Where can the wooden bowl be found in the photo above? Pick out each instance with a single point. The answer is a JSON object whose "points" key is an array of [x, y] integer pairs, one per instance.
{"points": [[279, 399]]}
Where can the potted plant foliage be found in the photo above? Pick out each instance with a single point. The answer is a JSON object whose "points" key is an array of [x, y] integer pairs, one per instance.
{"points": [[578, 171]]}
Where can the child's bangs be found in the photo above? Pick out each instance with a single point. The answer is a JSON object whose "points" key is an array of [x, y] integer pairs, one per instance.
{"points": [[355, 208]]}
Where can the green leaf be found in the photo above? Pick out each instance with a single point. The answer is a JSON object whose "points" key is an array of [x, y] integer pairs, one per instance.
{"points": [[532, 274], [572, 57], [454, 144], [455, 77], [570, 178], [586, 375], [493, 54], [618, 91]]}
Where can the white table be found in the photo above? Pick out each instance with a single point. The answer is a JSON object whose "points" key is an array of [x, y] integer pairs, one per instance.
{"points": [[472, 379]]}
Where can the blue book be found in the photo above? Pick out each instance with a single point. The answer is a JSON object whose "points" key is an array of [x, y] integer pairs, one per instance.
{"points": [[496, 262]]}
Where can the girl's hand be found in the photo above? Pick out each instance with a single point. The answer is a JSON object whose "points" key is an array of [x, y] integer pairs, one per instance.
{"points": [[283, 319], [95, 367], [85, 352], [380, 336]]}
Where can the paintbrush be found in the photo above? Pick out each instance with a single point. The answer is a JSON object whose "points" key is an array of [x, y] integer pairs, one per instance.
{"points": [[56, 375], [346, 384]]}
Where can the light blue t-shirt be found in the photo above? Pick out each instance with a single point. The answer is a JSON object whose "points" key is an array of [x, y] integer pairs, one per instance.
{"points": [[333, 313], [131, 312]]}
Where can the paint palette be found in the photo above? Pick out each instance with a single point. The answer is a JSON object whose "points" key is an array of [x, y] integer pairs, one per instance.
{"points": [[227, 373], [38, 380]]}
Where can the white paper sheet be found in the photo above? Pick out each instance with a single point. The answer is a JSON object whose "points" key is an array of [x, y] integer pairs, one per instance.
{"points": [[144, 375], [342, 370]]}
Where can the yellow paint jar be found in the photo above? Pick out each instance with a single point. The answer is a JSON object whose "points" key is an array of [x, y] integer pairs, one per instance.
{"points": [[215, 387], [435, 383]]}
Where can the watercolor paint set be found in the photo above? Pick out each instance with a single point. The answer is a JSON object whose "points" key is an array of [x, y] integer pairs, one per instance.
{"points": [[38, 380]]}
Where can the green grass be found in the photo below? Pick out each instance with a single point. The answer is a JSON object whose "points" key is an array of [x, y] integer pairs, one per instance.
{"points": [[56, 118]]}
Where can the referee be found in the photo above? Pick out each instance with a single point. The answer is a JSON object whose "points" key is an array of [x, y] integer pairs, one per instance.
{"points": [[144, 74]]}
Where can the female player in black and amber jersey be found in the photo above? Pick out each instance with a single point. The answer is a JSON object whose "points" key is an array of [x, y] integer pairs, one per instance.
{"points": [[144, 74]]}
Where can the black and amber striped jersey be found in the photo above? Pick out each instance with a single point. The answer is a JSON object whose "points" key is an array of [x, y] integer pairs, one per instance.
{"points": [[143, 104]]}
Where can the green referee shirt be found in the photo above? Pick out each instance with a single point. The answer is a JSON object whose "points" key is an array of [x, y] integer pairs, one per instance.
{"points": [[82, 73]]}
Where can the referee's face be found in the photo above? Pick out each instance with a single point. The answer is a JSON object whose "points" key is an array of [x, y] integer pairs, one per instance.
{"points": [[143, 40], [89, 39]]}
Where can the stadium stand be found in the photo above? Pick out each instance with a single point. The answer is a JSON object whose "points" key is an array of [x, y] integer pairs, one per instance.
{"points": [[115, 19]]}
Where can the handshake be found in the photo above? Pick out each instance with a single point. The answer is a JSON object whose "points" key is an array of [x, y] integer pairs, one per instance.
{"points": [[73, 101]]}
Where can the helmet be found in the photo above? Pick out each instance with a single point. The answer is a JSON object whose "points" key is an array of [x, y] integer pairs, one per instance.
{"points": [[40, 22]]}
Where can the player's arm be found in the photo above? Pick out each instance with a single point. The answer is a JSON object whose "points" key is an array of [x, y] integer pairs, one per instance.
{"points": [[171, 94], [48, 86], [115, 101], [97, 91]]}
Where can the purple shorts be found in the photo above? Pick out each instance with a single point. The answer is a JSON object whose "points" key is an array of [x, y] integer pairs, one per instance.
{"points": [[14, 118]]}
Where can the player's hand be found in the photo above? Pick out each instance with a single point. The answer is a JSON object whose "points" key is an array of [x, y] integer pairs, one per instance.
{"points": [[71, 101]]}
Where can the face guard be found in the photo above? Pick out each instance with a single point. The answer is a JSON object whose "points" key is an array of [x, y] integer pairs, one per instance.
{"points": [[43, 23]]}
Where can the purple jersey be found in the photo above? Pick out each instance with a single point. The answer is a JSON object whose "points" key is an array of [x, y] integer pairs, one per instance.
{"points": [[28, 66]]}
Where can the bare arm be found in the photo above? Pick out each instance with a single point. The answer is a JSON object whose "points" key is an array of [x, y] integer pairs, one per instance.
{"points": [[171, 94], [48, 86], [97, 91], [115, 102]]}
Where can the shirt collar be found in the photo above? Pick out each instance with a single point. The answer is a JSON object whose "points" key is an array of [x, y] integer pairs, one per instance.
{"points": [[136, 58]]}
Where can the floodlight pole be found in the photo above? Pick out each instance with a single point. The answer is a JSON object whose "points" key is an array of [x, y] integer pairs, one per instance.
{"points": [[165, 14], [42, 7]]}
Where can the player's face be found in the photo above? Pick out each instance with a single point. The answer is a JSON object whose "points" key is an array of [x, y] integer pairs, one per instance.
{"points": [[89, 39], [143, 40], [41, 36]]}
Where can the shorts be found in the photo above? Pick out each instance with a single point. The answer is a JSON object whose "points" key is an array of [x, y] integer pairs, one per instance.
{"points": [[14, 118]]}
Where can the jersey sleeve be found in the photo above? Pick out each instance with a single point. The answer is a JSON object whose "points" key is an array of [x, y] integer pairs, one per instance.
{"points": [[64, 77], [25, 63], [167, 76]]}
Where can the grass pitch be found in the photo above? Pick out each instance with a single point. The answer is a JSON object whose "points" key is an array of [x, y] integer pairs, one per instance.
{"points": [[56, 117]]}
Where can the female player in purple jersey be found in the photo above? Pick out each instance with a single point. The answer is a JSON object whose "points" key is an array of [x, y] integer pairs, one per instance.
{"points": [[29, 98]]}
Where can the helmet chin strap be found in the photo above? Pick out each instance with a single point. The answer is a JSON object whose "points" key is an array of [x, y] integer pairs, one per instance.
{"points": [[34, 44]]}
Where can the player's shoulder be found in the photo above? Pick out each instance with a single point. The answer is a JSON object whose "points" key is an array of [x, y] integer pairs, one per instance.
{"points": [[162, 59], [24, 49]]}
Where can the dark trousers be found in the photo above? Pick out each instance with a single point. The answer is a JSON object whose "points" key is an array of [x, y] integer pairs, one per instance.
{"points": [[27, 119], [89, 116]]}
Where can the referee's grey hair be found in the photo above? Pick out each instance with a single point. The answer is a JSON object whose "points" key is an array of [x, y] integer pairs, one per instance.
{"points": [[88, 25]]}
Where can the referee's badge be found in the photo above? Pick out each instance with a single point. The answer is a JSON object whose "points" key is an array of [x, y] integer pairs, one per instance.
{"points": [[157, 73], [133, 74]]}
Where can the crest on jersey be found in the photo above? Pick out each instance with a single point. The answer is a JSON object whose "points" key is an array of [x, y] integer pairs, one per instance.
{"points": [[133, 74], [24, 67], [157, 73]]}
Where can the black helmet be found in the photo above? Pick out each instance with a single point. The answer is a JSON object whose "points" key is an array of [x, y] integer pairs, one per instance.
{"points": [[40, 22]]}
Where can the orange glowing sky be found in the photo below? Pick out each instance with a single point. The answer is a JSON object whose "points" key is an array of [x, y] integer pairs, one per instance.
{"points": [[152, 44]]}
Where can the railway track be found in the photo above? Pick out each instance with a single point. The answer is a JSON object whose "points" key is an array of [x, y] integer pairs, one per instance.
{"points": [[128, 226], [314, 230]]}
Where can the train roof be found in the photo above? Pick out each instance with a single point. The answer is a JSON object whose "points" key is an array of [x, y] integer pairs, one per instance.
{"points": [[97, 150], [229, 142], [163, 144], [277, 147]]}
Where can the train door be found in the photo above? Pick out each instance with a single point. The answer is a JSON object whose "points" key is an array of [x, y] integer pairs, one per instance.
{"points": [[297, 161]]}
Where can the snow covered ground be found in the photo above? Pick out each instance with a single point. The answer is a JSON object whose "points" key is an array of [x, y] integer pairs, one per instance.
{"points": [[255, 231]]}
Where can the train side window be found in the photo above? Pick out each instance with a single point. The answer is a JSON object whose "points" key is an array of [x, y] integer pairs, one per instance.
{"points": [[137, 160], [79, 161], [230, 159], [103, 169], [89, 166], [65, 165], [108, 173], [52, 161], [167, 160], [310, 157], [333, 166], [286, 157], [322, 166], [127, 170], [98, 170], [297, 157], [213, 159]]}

- [BRIEF]:
Reproduce only those lines of the entries above that run from the line with "Where can the train door" to the final line.

- [SOLUTION TO THE EXERCISE]:
Where can the train door be found in the photo above? Pick out each instance with a single point. The answer is a JSON object whose "points" key is an array of [x, y] integer pairs, one per instance.
{"points": [[297, 161]]}
Where can the snow covered ground be found in the photo above? Pick out each instance with a single point. The answer is a JSON object whose "points" key is an array of [x, y] integer pairs, one per instance.
{"points": [[255, 231]]}
Where can the train side window be found in the photo above? Pick out each instance with a single point. The answer is a JSON object whose "points" key is an array of [x, y] integer pairs, one per instance.
{"points": [[137, 160], [79, 161], [230, 159], [103, 169], [89, 166], [65, 165], [108, 173], [52, 161], [167, 160], [310, 157], [333, 166], [286, 157], [322, 166], [127, 170], [98, 170], [297, 157], [213, 159]]}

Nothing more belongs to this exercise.